- [EXERCISE REQUIREMENTS]:
Return each line below that contains the string "positive", treating case as significant.

- [DATA FOR ANALYSIS]:

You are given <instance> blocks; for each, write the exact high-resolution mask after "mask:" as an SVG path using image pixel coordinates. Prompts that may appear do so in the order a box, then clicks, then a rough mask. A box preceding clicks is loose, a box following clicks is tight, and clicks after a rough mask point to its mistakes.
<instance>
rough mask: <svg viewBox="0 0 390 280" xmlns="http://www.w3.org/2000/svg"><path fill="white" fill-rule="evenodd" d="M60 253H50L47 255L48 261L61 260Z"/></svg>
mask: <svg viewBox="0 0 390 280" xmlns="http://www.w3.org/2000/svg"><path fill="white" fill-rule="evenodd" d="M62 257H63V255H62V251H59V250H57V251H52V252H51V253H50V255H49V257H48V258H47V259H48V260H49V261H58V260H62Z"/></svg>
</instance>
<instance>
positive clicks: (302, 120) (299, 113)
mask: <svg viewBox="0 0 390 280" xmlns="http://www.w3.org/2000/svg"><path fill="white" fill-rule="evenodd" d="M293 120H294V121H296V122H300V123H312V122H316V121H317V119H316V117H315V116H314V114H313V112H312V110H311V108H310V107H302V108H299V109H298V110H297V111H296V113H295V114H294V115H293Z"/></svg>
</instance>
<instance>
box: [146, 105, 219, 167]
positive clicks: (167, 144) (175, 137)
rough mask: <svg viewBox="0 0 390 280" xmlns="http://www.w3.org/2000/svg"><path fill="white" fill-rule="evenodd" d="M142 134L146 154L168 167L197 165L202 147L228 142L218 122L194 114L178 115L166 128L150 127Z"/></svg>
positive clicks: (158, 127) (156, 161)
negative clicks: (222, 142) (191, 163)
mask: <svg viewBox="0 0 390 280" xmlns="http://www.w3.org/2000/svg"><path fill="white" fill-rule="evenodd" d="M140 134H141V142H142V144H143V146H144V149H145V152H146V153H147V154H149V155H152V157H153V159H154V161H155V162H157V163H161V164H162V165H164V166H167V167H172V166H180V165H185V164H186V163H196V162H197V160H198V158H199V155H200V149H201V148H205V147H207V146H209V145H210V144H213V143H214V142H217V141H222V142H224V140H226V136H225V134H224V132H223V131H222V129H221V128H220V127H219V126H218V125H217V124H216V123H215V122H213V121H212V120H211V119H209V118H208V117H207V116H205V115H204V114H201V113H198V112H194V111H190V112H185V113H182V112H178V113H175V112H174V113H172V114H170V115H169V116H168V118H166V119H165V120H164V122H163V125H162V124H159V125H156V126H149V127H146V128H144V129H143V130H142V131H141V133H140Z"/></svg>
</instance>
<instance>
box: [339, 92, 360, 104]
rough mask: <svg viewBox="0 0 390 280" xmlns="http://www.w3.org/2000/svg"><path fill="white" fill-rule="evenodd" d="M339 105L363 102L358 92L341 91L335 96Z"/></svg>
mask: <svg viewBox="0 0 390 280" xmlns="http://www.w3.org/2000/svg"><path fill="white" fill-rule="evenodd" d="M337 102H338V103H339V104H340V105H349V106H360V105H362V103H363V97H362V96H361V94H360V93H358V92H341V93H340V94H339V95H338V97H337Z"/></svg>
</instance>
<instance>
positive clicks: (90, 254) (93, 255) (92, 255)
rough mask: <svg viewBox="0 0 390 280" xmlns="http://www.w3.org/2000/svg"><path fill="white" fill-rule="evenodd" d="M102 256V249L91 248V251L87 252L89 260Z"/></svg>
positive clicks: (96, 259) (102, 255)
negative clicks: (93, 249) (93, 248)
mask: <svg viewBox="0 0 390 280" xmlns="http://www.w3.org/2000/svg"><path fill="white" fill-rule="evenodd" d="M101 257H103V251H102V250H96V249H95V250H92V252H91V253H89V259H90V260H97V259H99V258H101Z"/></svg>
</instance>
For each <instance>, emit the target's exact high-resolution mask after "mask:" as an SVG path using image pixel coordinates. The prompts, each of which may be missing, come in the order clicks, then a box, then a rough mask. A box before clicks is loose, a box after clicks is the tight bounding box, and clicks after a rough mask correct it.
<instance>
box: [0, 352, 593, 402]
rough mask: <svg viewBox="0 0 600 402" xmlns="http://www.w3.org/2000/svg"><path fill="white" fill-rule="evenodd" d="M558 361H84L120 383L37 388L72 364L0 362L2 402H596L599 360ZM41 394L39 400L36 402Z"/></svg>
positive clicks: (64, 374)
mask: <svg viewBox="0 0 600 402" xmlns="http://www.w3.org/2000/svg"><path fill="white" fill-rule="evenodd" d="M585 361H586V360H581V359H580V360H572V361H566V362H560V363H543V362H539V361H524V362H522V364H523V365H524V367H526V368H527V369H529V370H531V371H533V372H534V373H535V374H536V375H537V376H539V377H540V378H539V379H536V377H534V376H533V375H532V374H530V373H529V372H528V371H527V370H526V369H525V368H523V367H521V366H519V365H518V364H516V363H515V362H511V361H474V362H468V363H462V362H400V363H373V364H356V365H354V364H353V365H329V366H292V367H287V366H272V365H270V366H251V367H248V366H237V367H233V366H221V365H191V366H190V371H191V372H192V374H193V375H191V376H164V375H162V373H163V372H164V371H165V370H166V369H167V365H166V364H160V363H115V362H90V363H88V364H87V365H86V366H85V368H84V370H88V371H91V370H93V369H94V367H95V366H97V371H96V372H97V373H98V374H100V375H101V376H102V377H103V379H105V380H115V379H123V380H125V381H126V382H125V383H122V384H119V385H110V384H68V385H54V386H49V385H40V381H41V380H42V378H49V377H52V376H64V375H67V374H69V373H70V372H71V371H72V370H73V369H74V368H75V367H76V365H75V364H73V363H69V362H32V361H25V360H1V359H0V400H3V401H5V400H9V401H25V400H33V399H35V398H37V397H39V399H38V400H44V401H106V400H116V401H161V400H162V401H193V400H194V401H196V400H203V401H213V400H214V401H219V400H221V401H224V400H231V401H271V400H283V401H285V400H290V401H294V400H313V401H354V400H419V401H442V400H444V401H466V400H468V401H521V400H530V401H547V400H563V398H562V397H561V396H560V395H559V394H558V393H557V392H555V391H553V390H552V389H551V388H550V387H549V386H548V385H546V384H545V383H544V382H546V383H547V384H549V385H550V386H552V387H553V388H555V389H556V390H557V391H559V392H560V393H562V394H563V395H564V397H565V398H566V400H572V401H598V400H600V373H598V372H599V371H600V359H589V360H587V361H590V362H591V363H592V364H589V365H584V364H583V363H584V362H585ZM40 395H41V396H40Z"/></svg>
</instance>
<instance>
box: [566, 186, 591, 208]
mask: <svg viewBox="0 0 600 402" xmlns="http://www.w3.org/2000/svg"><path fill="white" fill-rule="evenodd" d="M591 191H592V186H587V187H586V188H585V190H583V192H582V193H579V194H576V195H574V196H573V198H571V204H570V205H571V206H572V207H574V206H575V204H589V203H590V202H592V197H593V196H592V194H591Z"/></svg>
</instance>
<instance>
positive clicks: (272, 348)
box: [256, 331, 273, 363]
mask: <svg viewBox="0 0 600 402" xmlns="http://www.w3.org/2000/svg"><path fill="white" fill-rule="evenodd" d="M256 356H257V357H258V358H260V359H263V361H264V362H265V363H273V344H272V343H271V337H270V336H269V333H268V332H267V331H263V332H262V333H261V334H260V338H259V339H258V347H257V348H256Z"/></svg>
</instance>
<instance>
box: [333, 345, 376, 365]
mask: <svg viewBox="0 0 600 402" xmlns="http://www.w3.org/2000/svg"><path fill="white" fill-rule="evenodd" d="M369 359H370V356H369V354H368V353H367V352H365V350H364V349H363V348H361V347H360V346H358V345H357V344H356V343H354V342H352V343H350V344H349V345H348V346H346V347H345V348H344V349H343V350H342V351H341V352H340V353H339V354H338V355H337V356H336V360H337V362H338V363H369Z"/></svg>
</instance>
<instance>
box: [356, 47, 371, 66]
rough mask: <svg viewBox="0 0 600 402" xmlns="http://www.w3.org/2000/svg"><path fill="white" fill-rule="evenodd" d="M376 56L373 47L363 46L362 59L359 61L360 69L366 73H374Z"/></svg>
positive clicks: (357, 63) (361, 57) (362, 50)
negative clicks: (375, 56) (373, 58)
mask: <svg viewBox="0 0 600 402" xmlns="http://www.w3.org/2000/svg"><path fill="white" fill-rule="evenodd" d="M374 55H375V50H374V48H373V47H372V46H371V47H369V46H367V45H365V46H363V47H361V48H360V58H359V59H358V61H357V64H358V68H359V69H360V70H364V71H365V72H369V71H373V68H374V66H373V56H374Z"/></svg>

- [YOUR RESPONSE]:
positive clicks: (302, 120) (299, 113)
positive clicks: (167, 144) (175, 137)
positive clicks: (158, 127) (156, 161)
positive clicks: (90, 254) (93, 255) (92, 255)
positive clicks: (96, 259) (102, 255)
positive clicks: (64, 374)
positive clicks: (272, 348)
positive clicks: (357, 63) (361, 57) (362, 50)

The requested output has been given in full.